» DATA SUPPLIED:
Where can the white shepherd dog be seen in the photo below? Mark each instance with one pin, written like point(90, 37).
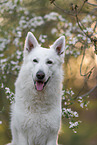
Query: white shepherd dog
point(36, 113)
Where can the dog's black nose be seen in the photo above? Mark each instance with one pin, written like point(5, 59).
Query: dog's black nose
point(40, 75)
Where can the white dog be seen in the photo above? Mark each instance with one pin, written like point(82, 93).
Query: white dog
point(36, 113)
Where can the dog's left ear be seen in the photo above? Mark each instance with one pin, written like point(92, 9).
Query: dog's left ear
point(30, 42)
point(59, 46)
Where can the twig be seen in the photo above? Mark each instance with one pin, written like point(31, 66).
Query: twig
point(91, 4)
point(88, 73)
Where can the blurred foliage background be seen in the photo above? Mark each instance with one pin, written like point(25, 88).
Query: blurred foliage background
point(48, 20)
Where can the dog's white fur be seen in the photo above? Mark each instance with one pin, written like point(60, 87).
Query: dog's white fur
point(36, 115)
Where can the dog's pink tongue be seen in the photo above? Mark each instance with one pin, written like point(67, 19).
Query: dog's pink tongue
point(39, 86)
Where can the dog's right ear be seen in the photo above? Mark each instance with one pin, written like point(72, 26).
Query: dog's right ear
point(30, 42)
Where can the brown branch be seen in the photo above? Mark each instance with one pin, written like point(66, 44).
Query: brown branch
point(88, 73)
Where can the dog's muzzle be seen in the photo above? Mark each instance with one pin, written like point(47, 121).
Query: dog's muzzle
point(39, 82)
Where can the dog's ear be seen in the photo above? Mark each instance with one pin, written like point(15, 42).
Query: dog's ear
point(30, 42)
point(59, 46)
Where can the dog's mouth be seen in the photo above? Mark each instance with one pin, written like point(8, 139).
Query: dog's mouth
point(39, 85)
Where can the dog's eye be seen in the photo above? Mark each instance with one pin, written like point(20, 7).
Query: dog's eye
point(35, 60)
point(49, 62)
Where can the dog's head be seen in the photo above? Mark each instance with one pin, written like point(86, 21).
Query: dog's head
point(44, 64)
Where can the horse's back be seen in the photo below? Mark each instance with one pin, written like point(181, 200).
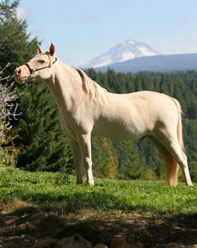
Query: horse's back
point(135, 114)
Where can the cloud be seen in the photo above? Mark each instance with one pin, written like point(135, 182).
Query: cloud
point(21, 13)
point(83, 18)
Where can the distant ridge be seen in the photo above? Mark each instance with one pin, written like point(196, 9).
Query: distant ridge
point(123, 51)
point(158, 63)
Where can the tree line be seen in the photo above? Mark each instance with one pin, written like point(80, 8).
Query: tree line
point(38, 142)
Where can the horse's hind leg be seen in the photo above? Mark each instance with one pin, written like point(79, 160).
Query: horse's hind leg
point(172, 145)
point(77, 160)
point(171, 165)
point(85, 145)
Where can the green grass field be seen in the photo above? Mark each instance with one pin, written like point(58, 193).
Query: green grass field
point(54, 190)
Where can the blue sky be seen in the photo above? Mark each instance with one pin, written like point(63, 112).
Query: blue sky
point(83, 29)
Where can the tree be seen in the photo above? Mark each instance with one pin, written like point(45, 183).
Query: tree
point(41, 143)
point(8, 111)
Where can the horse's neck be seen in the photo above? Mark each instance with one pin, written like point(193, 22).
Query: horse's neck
point(65, 86)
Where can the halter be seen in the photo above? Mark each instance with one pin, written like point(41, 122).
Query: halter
point(39, 69)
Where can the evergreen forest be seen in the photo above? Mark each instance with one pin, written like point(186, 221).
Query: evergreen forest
point(37, 141)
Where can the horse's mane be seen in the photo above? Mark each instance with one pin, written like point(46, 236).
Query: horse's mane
point(90, 87)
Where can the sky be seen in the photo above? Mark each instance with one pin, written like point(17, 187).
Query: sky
point(84, 29)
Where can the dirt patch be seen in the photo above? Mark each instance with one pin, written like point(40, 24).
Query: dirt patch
point(22, 227)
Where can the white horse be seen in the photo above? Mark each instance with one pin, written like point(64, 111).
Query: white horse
point(86, 109)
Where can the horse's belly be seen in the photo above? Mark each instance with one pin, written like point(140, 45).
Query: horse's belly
point(116, 130)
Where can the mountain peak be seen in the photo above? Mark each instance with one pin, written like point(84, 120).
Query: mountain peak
point(125, 50)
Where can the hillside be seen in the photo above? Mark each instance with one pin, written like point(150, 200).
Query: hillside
point(44, 208)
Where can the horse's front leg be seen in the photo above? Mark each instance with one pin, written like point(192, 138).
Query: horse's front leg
point(85, 144)
point(78, 160)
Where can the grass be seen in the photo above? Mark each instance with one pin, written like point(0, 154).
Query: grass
point(54, 190)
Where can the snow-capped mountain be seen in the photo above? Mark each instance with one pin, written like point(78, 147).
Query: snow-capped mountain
point(123, 51)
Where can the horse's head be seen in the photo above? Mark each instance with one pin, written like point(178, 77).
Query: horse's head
point(38, 67)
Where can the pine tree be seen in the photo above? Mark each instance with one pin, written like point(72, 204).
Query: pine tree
point(41, 143)
point(16, 47)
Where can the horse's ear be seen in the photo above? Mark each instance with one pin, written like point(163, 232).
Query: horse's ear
point(52, 49)
point(40, 49)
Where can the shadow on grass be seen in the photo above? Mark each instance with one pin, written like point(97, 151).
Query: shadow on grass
point(148, 231)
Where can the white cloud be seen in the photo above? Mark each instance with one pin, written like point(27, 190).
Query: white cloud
point(21, 13)
point(82, 18)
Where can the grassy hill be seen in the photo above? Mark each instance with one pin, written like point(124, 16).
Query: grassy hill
point(55, 190)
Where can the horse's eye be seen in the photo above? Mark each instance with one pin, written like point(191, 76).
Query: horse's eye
point(41, 61)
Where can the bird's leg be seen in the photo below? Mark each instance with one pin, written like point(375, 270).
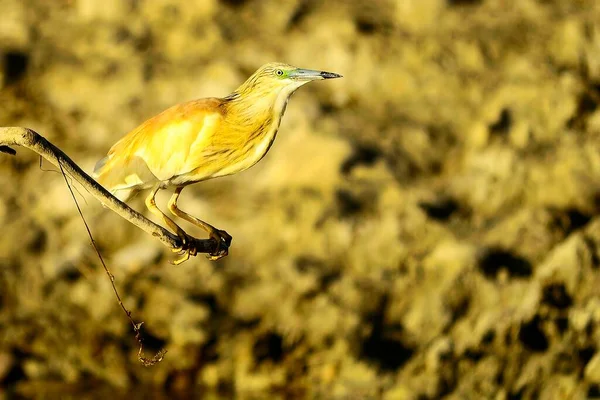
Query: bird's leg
point(186, 239)
point(223, 238)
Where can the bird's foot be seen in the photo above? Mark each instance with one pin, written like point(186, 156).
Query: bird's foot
point(223, 242)
point(186, 249)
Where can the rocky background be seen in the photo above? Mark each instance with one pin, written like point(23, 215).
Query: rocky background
point(424, 227)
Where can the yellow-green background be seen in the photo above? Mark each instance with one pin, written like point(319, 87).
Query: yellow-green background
point(424, 227)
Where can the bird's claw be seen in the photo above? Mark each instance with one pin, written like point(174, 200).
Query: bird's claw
point(186, 249)
point(223, 242)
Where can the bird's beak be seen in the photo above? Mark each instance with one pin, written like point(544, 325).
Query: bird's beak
point(311, 75)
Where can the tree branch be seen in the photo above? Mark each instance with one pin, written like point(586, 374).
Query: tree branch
point(18, 136)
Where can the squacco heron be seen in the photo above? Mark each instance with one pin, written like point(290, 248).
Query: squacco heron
point(202, 139)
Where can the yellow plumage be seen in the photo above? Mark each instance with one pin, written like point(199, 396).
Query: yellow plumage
point(203, 139)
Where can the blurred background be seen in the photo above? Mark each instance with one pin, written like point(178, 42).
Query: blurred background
point(424, 227)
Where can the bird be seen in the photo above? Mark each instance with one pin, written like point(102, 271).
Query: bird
point(199, 140)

» BRIEF: Each record should appear again exactly as it stands, with no picture included.

» EXERCISE RESULT:
Where can the white shepherd dog be seen in the photo below? Mark each instance with one pin, written like point(90, 37).
Query: white shepherd dog
point(36, 113)
Where can the dog's black nose be seen in the photo above? Mark each instance with one pin, written like point(5, 59).
Query: dog's black nose
point(40, 75)
Where can the white dog be seen in the photo above? Mark each instance with one pin, written like point(82, 93).
Query: white dog
point(36, 113)
Where can the dog's left ear be seen in the photo above? Mark each instance with one pin, written like point(92, 9).
Query: dog's left ear
point(30, 42)
point(59, 46)
Where can the twig be seen in the photo above? Mark each instance with one pin, written like point(31, 66).
Query: twig
point(91, 4)
point(88, 73)
Where can the blurred foliage background be seen in the photo above? Mark each instance with one pin, written like point(25, 88).
Query: blurred foliage background
point(48, 20)
Where can the dog's white fur be seen in the photo above? Mark each instance with one pin, written like point(60, 87).
Query: dog's white fur
point(36, 115)
Where can the dog's pink tongue be seen in the photo above? Mark each instance with one pin, written like point(67, 19).
Query: dog's pink tongue
point(39, 86)
Where can the dog's right ear be seen in the photo above? Mark each instance with one pin, written like point(72, 26).
Query: dog's right ear
point(30, 42)
Where can the brown branch be seen in the photo above? Mark each instance with one pin, written like point(66, 44).
Query: brown branch
point(88, 73)
Where can the dog's muzzle be seen in the photo above? Mark each instance with one pin, written like point(47, 121).
Query: dog's muzzle
point(39, 82)
Where can the dog's ear be seen in the photo above? Mark each instance with one pin, written like point(15, 42).
Query: dog's ear
point(30, 42)
point(59, 46)
Where can the dog's mouth be seen in the photo above? Mark each instance with one pin, written like point(8, 139).
Query: dog's mouth
point(39, 85)
Where can the dog's eye be seen in the photo above? Mark each instance with one pin, written like point(20, 7).
Query: dog's eye
point(35, 60)
point(49, 62)
Where can the dog's head be seen in the photo above? Mark each instance with one pin, written like point(86, 21).
Query: dog's head
point(44, 64)
Where can the horse's back be seen in the photo below? Mark each instance with one pin, written like point(181, 200).
Query: horse's back
point(135, 114)
Where can the cloud be seen in the photo above? Mark each instance with one pin, written like point(135, 182).
Query: cloud
point(21, 13)
point(83, 18)
Where can the distant ridge be seen in the photo above? Mark each instance with one pin, written like point(196, 9).
Query: distant ridge
point(123, 51)
point(158, 63)
Where can the tree line be seen in the photo above? Mark each instance with one pin, written like point(80, 8).
Query: tree line
point(38, 142)
Where can the horse's hind leg be seen in the photo above? Mark each instance with one pin, written like point(79, 160).
Query: horse's hind leg
point(172, 145)
point(77, 160)
point(171, 165)
point(85, 145)
Where can the green grass field be seen in the photo above? Mark each instance with one pin, written like point(58, 193).
Query: green grass field
point(54, 190)
Where can the blue sky be seen in the photo above? Mark each instance with one pin, written like point(63, 112).
Query: blue sky
point(83, 29)
Where can the tree be seen in the photo above? Mark each instance with one pin, written like point(45, 183).
Query: tree
point(41, 143)
point(8, 111)
Where can the horse's neck be seen in the photo above? Mark each instance with one pin, written like point(193, 22).
Query: horse's neck
point(65, 86)
Where can the halter be seen in the photo above? Mark each instance with one pin, written like point(41, 122).
Query: halter
point(39, 69)
Where can the evergreen forest be seen in the photo above? Mark each instance with one pin, written like point(186, 221).
Query: evergreen forest
point(37, 141)
Where can the horse's mane be seen in the photo above? Mark each instance with one pin, written like point(46, 236).
Query: horse's mane
point(90, 87)
Where can the sky be seen in the photo above? Mark each instance with one pin, written like point(17, 187).
Query: sky
point(84, 29)
Where can the dirt patch be seen in the photo above? Mark each instance with one pin, written like point(40, 24).
Query: dirt patch
point(22, 227)
Where can the white horse be seen in the photo above? Mark each instance with one pin, written like point(64, 111).
Query: white horse
point(86, 109)
Where can the horse's belly be seen in the photo above? Mark each instance with one pin, written like point(140, 45).
Query: horse's belly
point(116, 130)
Where can the mountain peak be seen in the photo above? Mark each instance with one pin, written like point(84, 120).
Query: mountain peak
point(125, 50)
Where can the hillside be seen in the photo above? Mark each instance with one pin, written like point(150, 200).
Query: hillside
point(44, 208)
Where can the horse's front leg be seen in the photo above? Mark each instance with one pin, written like point(192, 138).
Query: horse's front leg
point(85, 144)
point(78, 160)
Where can the grass be seen in the photo above? Mark each instance with one pin, written like point(0, 154).
Query: grass
point(54, 190)
Where can the snow-capped mountain be seen in the photo above? Mark each instance with one pin, written like point(78, 147).
Query: snow-capped mountain
point(123, 51)
Where can the horse's head be seen in the photo above? Mark each instance with one pin, written like point(178, 77).
Query: horse's head
point(38, 67)
Where can the pine tree be seen in the photo above? Mark each instance with one pin, written like point(72, 204).
Query: pine tree
point(41, 143)
point(16, 47)
Where can the horse's ear be seen in the photo above? Mark each instance with one pin, written like point(163, 232).
Query: horse's ear
point(52, 49)
point(40, 49)
Where can the shadow on grass be seen in the photo above? Mark each instance with one pin, written like point(97, 151).
Query: shadow on grass
point(148, 231)
Where can the white cloud be seen in the photo above? Mark each instance with one pin, written like point(27, 190).
Query: white cloud
point(21, 13)
point(82, 18)
Where can the grassy hill be seen in the photo above? Mark each instance with one pin, written like point(124, 16).
Query: grassy hill
point(55, 190)
Where can the horse's eye be seen in the photo above? Mark each instance with one pin, written like point(191, 76).
Query: horse's eye
point(41, 61)
Where can the bird's leg be seen in the photo below? Mark each instance with one pin, written like point(375, 270).
Query: bird's leg
point(186, 239)
point(223, 238)
Where can the bird's foot be seen in the photo above? Mark each instance with one pin, written like point(186, 156).
Query: bird's foot
point(223, 242)
point(186, 249)
Where can the rocky background be seen in the photo above? Mark each instance with one pin, written like point(23, 215).
Query: rocky background
point(424, 227)
Where can the yellow-green background be seen in the photo above? Mark each instance with one pin, written like point(319, 87).
Query: yellow-green background
point(424, 227)
Where can the bird's claw be seen in the photo above? Mark each instance with one pin, written like point(174, 200).
Query: bird's claw
point(186, 249)
point(223, 242)
Where can the bird's beak be seen in the photo above? Mark each instance with one pin, written like point(544, 325).
Query: bird's beak
point(311, 75)
Where can the tree branch be seen in the photo above? Mark each instance with one pin, written like point(586, 374).
Query: tree branch
point(18, 136)
Where can the squacco heron be seen in the photo above? Mark each instance with one pin, written like point(290, 248).
Query: squacco heron
point(202, 139)
Where can the yellow plumage be seen in the photo above? Mark each instance with one pin, written like point(199, 396).
Query: yellow plumage
point(203, 139)
Where can the blurred background be seen in the photo above? Mark each instance with one pin, written like point(178, 42).
Query: blurred background
point(424, 227)
Where can the bird be seen in the photo above? Mark each instance with one pin, written like point(102, 271).
Query: bird
point(199, 140)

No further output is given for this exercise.